**Provided passage**
*** Block opens ***
By 'half' do you actually mean you covered the Na+/K+/ATPase pump?
Original post by fairy spangles
Im gonna burst your special bubble lol.....
I am special aswell!
This happened to me.


Oh dear does someone not like me being special - haha!!
Original post by buzzcat
What the!?? How are you so wisened at such an early age sir? That's an incredible amount of detail just for some introductory cardiac physiology lectures - I assume you're at a research centred university, and given your pseudonym, a British institution - Ox/Cam?? At Imperial they briefly mentioned NaKATPase then the term vanished faster than Latin itself...



Seriously? I thought all universities went into the details or cardiac regulation mechanisms etc.
John Locke i wonder if you go to the same medical school as me?
(edited 12 years ago)
Original post by Helenia
You've really got quite a complex going on, haven't you?


No, Its definitely sarcasm.
*** Block closes ***
[Stored data entries]
*** Block opens ***
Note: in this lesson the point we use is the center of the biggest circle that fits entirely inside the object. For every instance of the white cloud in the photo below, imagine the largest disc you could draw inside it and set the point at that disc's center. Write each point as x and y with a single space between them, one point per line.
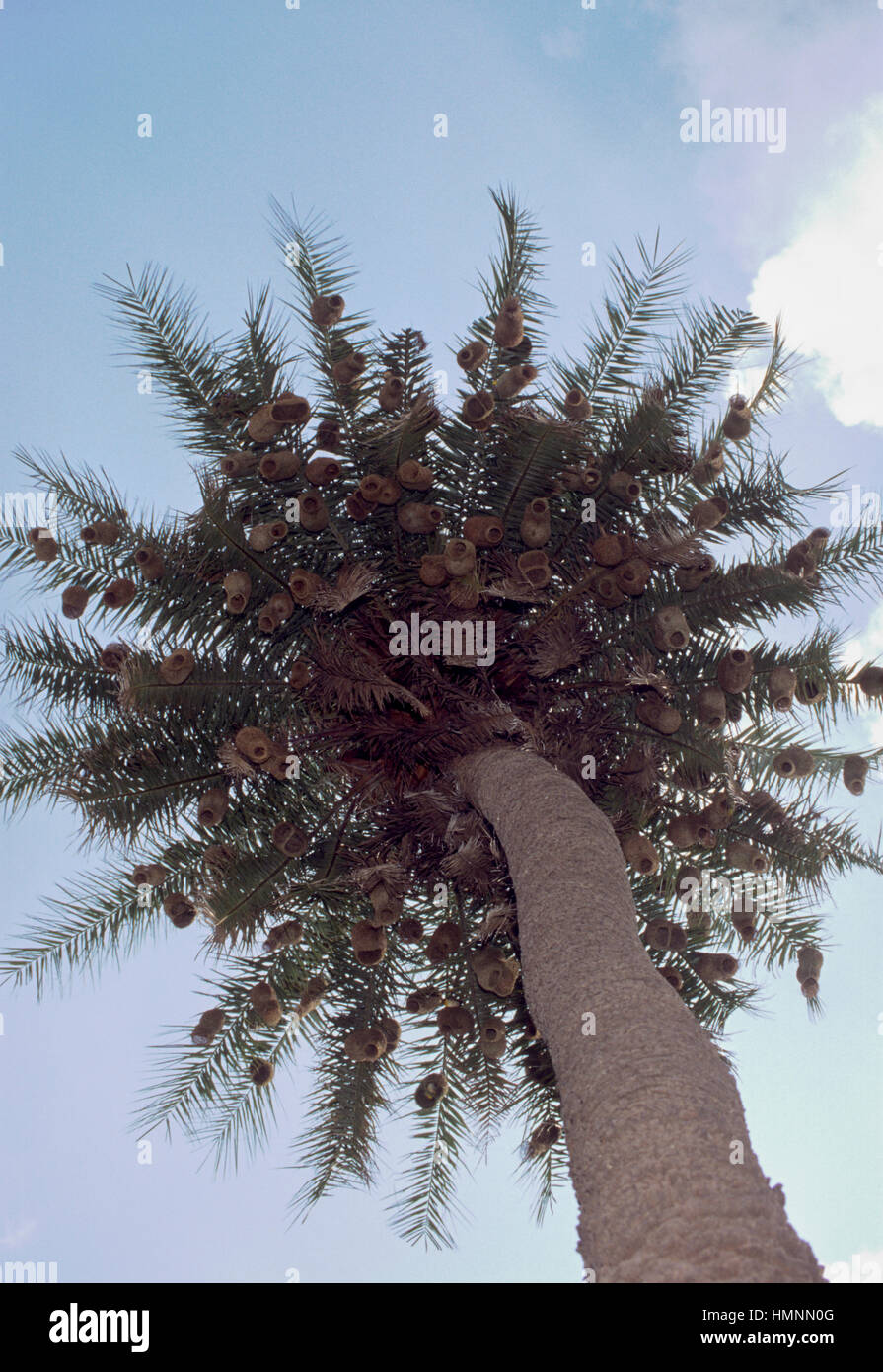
860 1266
829 280
563 44
868 648
14 1234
*** Block closes ***
**Work task 1**
Answer these from the forum thread on cardiac physiology lectures:
(a) Which pump does the opening question name?
(b) At which university, according to buzzcat's quoted post, was NaKATPase only briefly mentioned?
(c) How long ago was the post edited?
**Work task 2**
Shorten the paragraph of the forum thread on cardiac physiology lectures that begins "What the!?? How are you so wisened", keeping its main facts.
**Work task 3**
Proceed with the forum thread on how universities teach cardiac physiology, starting after its final line.

**Answer 1**
(a) The Na+/K+/ATPase pump.
(b) Imperial.
(c) 12 years ago.

**Answer 2**
The poster is amazed at how much detail was covered in introductory cardiac physiology lectures. They guess the other user attends a research-centered British university, possibly Ox/Cam. They add that at Imperial, NaKATPase was mentioned only briefly and then dropped.

**Answer 3**
Reply 5065
Original post by carcinoma
No, Its definitely sarcasm.


lol I heard Pennisula got shut down?? :curious:
Original post by carcinoma
No, Its definitely sarcasm.

Well, I know that you don't think Peninsula is inferior. I also know that most people on here (excluding applicants) don't either, but it seems that you think they do and have to rush in to defend it/its methods at any opportunity, even when no insult has been made. Just a passing observation - I know I've felt I have to do the same about Oxbridge in the past.
I understood none of that cardiac stuff. Thank goodness for iBSc and delaying fourth year.
I have all that to look forward to next year :afraid:
Original post by Kinkerz
Some lowly Keele students without the hours and hours of lectures can piece most of that together :wink:


You ruined my reflection :frown:

Having done a year of clinics, I do wonder show I sat through 2 years of lectures. Although I am begining to see method in the donkey work.
Original post by Becca-Sarah
I understood none of that cardiac stuff. Thank goodness for iBSc and delaying fourth year.



Your love of orthopaedics? :wink:

You keeping well?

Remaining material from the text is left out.